■ What you should do ■
Write out every row below word for word, changing nothing.

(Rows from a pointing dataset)
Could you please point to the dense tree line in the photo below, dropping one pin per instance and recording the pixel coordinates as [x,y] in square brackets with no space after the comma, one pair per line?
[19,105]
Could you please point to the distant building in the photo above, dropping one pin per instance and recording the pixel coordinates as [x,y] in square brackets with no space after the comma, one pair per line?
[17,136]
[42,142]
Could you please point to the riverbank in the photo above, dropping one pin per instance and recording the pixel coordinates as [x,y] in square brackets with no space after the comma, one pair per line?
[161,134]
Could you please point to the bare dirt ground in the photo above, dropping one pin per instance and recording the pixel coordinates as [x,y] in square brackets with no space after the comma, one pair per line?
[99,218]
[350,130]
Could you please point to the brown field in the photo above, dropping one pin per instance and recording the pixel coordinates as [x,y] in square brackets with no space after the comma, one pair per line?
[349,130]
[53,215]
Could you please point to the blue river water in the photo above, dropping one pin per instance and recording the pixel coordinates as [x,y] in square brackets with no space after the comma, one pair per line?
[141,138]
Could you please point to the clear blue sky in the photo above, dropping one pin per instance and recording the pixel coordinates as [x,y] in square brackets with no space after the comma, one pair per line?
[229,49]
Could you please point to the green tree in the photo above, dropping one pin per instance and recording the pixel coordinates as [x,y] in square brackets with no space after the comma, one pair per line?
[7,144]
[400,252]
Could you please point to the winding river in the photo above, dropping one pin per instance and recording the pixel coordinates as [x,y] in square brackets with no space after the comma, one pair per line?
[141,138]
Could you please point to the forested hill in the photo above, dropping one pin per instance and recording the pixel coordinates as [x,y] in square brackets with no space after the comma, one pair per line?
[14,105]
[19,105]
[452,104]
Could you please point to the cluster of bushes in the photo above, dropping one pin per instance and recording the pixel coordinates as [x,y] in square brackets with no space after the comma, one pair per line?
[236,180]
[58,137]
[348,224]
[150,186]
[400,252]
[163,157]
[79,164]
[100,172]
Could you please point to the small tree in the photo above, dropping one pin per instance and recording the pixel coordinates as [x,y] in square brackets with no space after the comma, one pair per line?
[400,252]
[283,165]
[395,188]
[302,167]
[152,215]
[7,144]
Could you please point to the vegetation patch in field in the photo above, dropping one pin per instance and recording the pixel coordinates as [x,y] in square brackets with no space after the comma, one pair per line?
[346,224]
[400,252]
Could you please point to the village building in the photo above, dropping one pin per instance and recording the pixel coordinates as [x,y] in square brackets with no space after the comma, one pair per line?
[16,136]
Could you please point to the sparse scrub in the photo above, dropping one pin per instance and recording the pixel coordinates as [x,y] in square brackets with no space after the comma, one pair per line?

■ Result for this exercise ■
Could you please point to the dense tree line in the photo below, dropping one pin per instance and recording the pixel coordinates as [x,y] in square brackets with no space after the comma, one pair per line?
[19,105]
Could you please point to the distant building in the photo above, dropping one pin per instance and recording the pixel coordinates as [x,y] in square brackets with no space after the comma, one pair per line?
[17,136]
[42,142]
Could you please point to the riverbank in the photo above, dropping one pin per instance and recording the pixel coordinates as [x,y] in square brackets with no space after the comma, one pair per line?
[161,134]
Could you please point to the bare dirt ground in the photo above, dropping one pin per instance and recording the pixel coordinates as [x,y] in square brackets with no space after the comma, one pair per line?
[99,218]
[350,130]
Could you please point to the brown field in the photo above, dropping one pin per instance and recording the pixel coordinates as [x,y] in square brackets with no space after the comma, one pair per line?
[349,130]
[53,215]
Could you please point to the blue river water in the photo above, dropping one pin per instance and recording the pixel coordinates as [x,y] in square brackets with no space after the comma, one pair per line?
[141,138]
Could you please point to the clear blue sky in the photo above, dropping one pin per instance and recording the pixel coordinates as [x,y] in square brackets with no space after the comma, one pair per line?
[229,49]
Could you please point to the green tree in the photo above, dropping one pin per instance and recording the pixel coordinates as [x,y] in square brackets with no space after the comma, one pair per line?
[7,144]
[400,252]
Could you please point to the winding river in the photo above, dropping one pin per instance and recording the pixel coordinates as [x,y] in square brackets with no space after the comma, one pair per line?
[141,138]
Could you please point to the forested hill in the photo above, dropping one pin per instance and recording the pixel coordinates as [x,y] in square brackets with no space after the comma, one pair per line?
[14,105]
[19,105]
[452,104]
Could you please point to the cluster of bushes in the photo above, dropping one pin per instance and recording the pixel coordinates as [x,y] in square brackets with no space after the comma, one pair per line?
[236,180]
[58,137]
[348,224]
[150,186]
[400,252]
[163,157]
[79,164]
[100,172]
Could you please point to the small tree in the photo above, dropping one pin per instance and recording the pixel coordinates as [x,y] in square brackets with no space after the comma, one pair per line?
[400,252]
[283,165]
[395,188]
[302,167]
[152,215]
[7,144]
Could you please point to the vegetation patch in field in the photo above, dropping one pin per instance and recording the pixel coordinates as [x,y] in square brackets with no space after the comma, one pair per line?
[346,224]
[400,252]
Could you please point to the village building in the photo above, dropping one pin per instance and recording the pixel coordinates as [x,y] in square brackets with no space after the comma, one pair per line?
[16,136]
Could you please point to the sparse scrub in the photo above, dropping one pin per instance and recording the pixel coordinates as [x,y] in square brackets with no space after the comma, one pair per line?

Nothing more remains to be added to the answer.